## [What is expected]
An exact copy of the data is required, with no pictures in it.
---+---
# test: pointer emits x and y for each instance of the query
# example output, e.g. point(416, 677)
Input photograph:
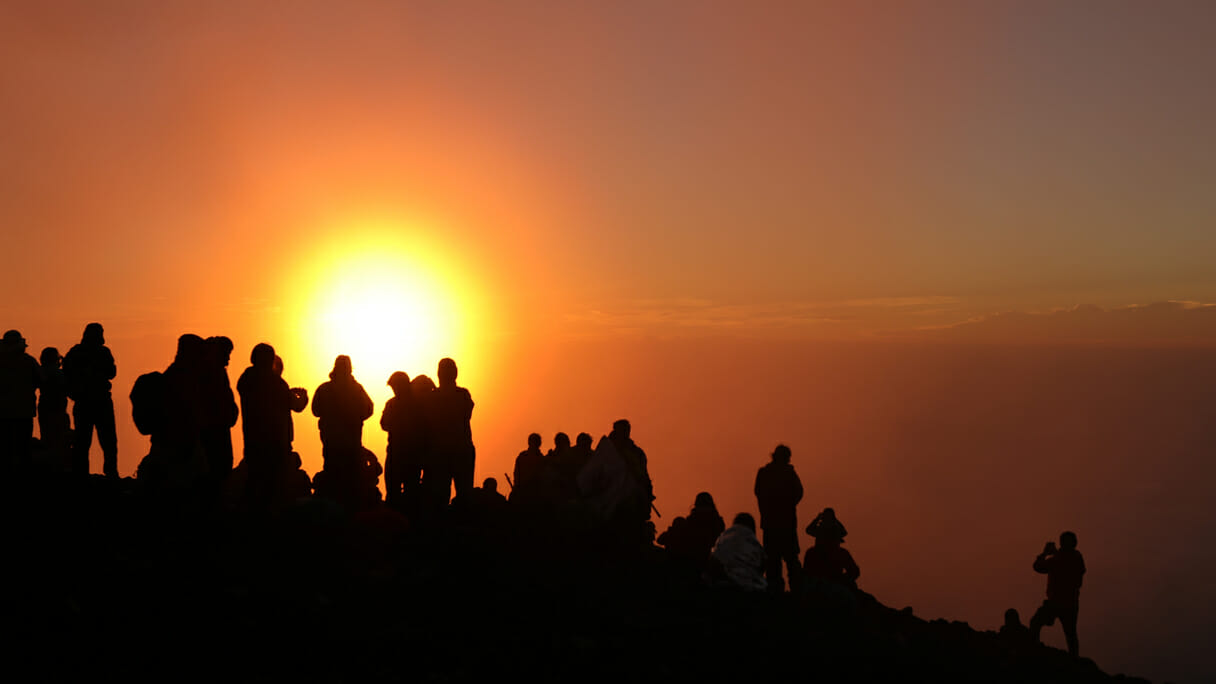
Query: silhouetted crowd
point(602, 489)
---+---
## [Solution to the problem]
# test: pointer emits x and y for each instance of the query
# example output, e.g. point(416, 677)
Input photograph:
Query: silhouetted crowd
point(602, 489)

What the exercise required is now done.